*** Dataset excerpts Section Begins ***
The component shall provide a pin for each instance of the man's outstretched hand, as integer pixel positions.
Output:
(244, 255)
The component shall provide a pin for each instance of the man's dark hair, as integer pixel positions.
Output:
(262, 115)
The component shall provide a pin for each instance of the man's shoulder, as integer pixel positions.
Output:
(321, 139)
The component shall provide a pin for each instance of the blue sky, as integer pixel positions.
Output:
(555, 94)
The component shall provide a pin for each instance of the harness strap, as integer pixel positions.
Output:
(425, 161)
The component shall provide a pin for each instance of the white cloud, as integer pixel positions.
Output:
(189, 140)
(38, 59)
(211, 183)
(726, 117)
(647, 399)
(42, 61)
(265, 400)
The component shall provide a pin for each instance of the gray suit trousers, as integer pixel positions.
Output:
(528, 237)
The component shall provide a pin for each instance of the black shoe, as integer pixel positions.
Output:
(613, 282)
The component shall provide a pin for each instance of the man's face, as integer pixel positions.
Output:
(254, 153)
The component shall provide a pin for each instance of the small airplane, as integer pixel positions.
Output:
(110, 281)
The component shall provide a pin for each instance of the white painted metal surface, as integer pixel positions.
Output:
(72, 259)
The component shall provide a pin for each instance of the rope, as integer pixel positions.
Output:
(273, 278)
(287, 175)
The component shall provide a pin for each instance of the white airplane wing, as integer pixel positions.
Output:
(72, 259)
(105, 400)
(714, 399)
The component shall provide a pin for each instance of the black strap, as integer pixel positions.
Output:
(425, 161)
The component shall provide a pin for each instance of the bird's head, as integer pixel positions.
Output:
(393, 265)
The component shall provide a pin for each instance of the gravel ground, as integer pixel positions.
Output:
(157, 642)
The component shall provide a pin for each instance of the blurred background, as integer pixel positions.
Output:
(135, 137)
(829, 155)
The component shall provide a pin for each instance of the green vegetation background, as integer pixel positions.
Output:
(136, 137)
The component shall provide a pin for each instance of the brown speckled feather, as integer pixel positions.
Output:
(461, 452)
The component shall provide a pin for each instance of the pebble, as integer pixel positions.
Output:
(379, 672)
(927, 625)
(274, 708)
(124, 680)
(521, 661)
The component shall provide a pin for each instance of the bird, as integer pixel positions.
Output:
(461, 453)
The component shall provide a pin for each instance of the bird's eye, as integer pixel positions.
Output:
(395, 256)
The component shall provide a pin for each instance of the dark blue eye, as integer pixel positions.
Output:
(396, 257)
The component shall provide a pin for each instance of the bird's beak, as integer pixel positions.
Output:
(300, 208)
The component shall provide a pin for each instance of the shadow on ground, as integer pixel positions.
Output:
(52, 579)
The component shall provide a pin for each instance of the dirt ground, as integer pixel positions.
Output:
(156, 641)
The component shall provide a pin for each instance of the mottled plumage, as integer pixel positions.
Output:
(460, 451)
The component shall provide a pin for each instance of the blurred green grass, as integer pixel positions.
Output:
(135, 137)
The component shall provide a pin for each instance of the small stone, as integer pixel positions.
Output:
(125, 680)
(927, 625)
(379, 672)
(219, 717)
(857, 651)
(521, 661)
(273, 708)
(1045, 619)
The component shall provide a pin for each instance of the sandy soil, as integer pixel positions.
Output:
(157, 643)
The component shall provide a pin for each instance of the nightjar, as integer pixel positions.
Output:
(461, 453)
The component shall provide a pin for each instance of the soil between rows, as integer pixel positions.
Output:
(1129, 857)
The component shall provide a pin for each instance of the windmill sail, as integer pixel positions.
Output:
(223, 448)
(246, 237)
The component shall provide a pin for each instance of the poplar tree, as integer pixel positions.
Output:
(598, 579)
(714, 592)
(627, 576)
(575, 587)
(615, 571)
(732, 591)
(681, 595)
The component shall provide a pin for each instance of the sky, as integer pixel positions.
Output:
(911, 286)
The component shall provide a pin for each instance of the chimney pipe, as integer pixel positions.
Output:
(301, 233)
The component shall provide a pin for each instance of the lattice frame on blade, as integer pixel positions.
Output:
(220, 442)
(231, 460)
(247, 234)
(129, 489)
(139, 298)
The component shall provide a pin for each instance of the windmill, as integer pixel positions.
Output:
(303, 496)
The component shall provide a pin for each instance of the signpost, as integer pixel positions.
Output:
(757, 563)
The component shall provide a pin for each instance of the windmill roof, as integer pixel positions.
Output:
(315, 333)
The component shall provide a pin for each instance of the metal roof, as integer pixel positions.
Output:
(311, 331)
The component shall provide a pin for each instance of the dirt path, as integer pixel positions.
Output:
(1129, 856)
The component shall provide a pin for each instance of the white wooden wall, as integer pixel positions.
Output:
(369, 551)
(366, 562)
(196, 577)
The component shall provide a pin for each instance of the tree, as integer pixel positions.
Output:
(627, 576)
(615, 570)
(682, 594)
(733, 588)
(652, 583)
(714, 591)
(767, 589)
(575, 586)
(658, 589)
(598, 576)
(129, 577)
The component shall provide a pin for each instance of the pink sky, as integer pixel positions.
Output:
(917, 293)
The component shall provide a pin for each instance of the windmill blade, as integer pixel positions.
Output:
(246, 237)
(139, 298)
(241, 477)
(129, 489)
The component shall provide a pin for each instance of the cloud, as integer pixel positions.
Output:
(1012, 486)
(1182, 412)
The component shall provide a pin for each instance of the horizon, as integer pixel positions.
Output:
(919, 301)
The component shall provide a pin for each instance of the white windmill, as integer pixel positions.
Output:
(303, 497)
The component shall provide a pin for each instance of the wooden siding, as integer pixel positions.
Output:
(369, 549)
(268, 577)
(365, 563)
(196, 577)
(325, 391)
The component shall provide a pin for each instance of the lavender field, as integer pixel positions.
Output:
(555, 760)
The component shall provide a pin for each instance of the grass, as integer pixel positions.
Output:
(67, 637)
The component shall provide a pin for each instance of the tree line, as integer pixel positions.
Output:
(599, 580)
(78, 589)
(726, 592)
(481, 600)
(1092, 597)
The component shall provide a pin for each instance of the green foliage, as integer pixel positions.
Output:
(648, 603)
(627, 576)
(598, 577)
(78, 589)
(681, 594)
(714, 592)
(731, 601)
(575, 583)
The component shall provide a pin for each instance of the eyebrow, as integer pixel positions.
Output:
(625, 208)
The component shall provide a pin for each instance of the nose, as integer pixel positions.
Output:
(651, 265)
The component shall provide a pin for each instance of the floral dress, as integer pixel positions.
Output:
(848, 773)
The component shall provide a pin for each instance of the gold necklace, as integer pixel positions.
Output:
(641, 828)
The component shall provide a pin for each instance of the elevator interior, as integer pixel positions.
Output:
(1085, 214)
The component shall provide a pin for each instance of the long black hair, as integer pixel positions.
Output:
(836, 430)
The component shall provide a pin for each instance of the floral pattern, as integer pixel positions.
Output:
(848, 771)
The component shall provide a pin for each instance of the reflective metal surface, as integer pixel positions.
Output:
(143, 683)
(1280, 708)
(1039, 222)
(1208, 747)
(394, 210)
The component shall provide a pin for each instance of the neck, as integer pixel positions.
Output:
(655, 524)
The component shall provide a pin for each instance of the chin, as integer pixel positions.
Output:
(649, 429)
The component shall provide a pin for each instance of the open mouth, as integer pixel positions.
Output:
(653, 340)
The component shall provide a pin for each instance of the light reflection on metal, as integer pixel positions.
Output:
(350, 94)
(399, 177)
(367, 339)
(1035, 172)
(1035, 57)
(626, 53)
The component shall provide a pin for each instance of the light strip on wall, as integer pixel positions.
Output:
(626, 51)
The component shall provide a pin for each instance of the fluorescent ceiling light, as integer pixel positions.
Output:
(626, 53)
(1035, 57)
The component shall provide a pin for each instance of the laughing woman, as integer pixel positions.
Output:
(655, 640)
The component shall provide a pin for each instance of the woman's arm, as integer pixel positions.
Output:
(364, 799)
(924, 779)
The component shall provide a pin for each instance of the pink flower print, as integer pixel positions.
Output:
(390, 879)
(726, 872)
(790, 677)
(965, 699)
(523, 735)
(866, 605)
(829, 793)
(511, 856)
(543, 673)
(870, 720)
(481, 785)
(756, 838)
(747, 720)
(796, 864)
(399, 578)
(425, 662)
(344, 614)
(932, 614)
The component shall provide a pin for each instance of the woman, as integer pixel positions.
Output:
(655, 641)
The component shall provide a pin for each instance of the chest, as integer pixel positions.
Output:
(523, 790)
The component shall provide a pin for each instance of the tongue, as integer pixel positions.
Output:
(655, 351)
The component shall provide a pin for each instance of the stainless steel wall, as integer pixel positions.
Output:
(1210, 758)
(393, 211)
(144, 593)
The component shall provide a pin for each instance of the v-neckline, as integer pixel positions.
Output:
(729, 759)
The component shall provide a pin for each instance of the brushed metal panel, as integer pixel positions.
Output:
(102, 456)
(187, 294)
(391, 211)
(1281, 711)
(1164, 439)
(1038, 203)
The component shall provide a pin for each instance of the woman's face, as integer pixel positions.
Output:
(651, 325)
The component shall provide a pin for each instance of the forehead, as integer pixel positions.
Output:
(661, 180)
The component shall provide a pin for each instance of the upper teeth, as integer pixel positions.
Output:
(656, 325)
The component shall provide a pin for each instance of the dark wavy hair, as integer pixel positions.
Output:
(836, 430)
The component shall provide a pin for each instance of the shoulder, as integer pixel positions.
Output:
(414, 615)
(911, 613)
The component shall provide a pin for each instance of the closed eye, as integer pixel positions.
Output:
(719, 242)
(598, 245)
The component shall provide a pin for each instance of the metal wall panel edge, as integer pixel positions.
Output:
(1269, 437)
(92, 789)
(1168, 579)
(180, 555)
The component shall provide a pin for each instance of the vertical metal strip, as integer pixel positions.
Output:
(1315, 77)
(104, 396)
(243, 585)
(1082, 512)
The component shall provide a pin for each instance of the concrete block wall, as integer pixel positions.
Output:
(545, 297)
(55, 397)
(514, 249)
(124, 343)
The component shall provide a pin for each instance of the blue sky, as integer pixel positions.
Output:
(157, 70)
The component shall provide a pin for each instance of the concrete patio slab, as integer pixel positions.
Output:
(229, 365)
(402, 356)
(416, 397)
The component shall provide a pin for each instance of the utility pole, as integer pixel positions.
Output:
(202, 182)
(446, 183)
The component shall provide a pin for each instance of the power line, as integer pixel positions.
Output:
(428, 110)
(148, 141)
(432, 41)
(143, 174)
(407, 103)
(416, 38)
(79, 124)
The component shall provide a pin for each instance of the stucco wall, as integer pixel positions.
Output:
*** Dataset excerpts Section Ends ***
■ The problem ■
The line containing "the man's face, as integer pixel positions." marks the end. Please print exactly every line from the top of the data to it, both included, and nothing more.

■ Worked solution ■
The component shall provide a pin for each instance of the man's outstretched hand, as integer pixel positions.
Output:
(244, 255)
The component shall provide a pin for each instance of the man's dark hair, as integer pixel positions.
Output:
(262, 115)
The component shall provide a pin for each instance of the man's shoulder, as integer pixel positions.
Output:
(321, 139)
The component shall provide a pin for each instance of the blue sky, as integer pixel positions.
Output:
(555, 94)
The component shall provide a pin for each instance of the harness strap, as integer pixel positions.
Output:
(425, 161)
The component shall provide a pin for each instance of the white cloud, as integer pixel positions.
Output:
(189, 140)
(38, 59)
(211, 183)
(726, 117)
(647, 399)
(42, 61)
(265, 400)
The component shall provide a pin for each instance of the gray suit trousers, as integer pixel positions.
Output:
(528, 237)
The component shall provide a pin for each instance of the black shoe, as integer pixel positions.
Output:
(613, 282)
The component shall provide a pin for each instance of the man's face, as integer pixel positions.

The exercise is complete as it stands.